- Born: May 18, 1968
- Died: May 26, 1999 (aged 31)
- Education: California State University, Fresno, University of Oregon
- Relatives: JoAnna Kerby, Marcela Montoya, Malaquias Montoya III Malaquias Montoya, José Montoya, Richard Montoya, Maceo Montoya
- Writing career
- Notable works: The Iceworker Sings and Other Poems
- Notable awards: American Book Award

= Andrés Montoya =

American poet

Andrés Montoya (May 18, 1968 – May 26, 1999) was a Chicano poet.

==Early life==
Born on May 18, 1968, Montoya was the son of noted Chicano scholar, activist, and artist Malaquias Montoya and JoAnna Kerby. His father, Malaquias Montoya, teaches at University of California, Davis, and was the first visiting fellow at the Institute for Latino Studies (ILS) at the University of Notre Dame. Montoya was the nephew of José Montoya, a noted poet and one of the founders of the Royal Chicano Air Force. Other notable relatives include brother Maceo Montoya, an artist and writer, and cousin Richard Montoya, actor and cofounder of the performance troupe Culture Clash.

Montoya graduated from Fowler High School in 1986 and later received a BA degree from California State University, Fresno, and an MFA from the University of Oregon.

While a student, Montoya studied under Corrinne Clegg Hales, Garrett Hongo, T.R. Hummer., and Philip Levine. At California State University, Fresno, Montoya also worked to help found the Chicano Writers and Artists Association (CWAA) with colleague and friend Daniel Chacón. After receiving his MFA in 1994, Montoya worked as an instructor at a number of colleges and universities, including the University of Oregon, Fresno State, Fresno City College and Chabot College.

→ **Given request A**: Gather every line of the records below that contains the word "road".

→ **Records provided**:
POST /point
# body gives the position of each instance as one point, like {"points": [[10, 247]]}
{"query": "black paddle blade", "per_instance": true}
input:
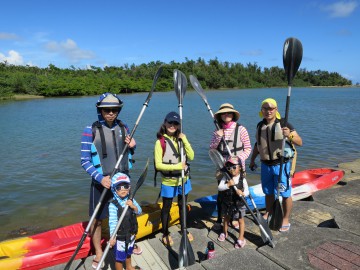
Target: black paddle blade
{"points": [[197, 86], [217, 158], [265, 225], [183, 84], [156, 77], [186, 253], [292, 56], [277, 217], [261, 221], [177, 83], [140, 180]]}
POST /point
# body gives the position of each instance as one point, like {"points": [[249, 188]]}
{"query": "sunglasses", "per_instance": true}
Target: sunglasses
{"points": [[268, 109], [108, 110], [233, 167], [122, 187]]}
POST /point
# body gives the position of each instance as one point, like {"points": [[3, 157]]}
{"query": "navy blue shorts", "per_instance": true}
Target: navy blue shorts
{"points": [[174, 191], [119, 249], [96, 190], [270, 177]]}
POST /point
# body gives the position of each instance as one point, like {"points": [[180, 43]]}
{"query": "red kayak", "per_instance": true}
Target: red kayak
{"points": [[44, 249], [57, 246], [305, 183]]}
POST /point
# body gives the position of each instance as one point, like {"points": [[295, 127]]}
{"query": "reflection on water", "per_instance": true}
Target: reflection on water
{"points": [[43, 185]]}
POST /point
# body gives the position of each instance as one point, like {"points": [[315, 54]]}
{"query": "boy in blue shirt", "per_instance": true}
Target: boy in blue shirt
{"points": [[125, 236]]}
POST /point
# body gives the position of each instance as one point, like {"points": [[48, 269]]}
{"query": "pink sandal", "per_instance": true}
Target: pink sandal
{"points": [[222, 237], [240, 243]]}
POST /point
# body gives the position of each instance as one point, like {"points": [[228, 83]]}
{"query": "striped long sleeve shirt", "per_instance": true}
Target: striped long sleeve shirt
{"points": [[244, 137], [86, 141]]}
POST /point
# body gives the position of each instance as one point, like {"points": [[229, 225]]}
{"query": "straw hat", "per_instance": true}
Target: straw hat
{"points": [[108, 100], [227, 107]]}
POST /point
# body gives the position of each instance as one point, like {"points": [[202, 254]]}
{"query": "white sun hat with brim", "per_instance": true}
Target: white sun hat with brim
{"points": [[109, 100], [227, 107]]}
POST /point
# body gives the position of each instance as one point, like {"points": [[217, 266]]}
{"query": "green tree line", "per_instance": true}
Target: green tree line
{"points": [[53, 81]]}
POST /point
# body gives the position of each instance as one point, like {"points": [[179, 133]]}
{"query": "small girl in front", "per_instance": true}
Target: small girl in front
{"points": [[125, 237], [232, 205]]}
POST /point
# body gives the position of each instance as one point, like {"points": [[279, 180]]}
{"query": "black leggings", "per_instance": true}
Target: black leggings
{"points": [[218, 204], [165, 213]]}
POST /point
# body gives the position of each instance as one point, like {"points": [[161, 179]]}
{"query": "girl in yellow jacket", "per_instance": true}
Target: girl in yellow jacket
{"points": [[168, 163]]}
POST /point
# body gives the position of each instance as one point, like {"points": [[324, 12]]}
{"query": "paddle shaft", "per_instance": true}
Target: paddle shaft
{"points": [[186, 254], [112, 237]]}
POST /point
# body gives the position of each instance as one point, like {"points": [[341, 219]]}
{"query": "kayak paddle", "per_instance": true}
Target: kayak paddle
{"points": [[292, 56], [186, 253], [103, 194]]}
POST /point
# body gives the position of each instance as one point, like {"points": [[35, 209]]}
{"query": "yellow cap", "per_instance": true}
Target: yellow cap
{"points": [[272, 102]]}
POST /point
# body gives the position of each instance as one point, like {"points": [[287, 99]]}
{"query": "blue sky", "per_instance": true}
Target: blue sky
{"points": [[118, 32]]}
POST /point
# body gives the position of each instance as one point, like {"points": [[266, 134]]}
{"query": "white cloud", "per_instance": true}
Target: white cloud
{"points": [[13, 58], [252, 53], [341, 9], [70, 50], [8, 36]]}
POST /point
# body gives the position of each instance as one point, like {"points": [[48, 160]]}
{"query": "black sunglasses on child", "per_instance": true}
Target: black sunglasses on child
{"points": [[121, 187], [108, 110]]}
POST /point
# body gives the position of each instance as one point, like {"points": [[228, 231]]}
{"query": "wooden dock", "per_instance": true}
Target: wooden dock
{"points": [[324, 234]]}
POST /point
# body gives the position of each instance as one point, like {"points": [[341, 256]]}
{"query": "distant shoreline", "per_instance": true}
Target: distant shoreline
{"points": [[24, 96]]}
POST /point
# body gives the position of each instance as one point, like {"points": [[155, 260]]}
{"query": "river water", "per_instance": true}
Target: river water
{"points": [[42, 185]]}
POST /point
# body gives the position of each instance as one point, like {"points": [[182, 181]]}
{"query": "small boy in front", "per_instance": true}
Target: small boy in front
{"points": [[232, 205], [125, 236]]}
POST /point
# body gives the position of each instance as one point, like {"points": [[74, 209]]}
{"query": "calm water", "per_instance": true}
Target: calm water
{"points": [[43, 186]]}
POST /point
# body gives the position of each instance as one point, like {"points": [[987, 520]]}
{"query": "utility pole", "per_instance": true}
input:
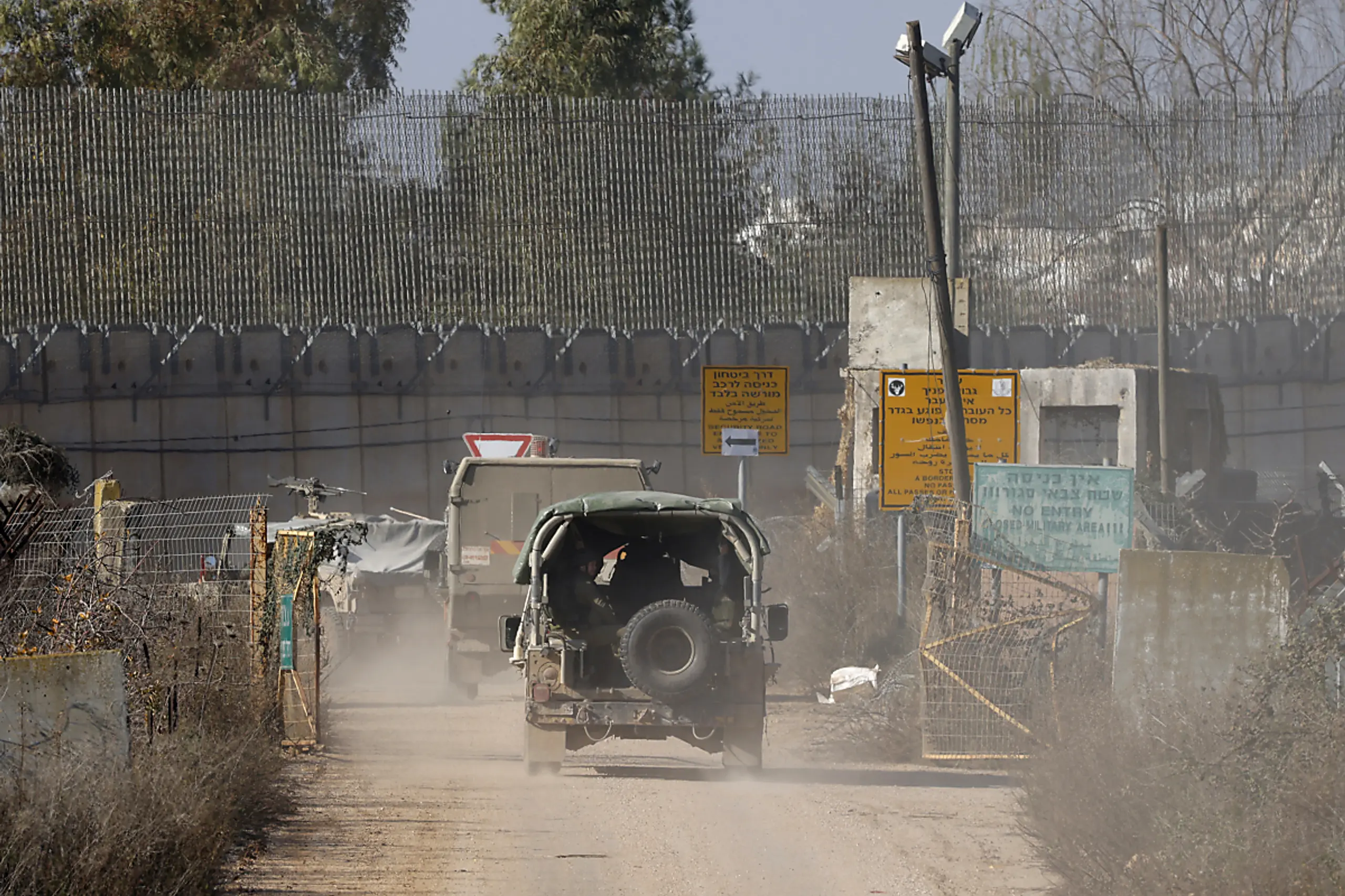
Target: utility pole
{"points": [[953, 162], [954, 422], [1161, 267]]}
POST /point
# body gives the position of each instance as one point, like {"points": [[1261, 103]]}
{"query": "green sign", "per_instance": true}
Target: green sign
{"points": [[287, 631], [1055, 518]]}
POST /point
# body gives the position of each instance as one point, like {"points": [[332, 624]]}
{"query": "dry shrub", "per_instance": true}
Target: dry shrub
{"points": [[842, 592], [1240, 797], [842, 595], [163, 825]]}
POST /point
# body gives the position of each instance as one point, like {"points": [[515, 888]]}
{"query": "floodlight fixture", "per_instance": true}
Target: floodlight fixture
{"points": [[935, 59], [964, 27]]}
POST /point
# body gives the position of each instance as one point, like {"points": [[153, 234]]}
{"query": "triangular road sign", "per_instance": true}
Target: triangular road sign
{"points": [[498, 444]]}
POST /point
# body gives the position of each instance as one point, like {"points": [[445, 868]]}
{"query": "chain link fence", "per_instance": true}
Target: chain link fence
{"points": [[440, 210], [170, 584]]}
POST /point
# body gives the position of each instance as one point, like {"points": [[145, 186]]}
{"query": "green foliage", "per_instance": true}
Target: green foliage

→ **Given request B**: List the colleges and universities where the article on Andrés Montoya says he worked as an instructor after receiving his MFA.

→ **Task solution A**:
{"query": "triangular road sign", "per_instance": true}
Target: triangular road sign

→ **Task solution B**: University of Oregon, Fresno State, Fresno City College, Chabot College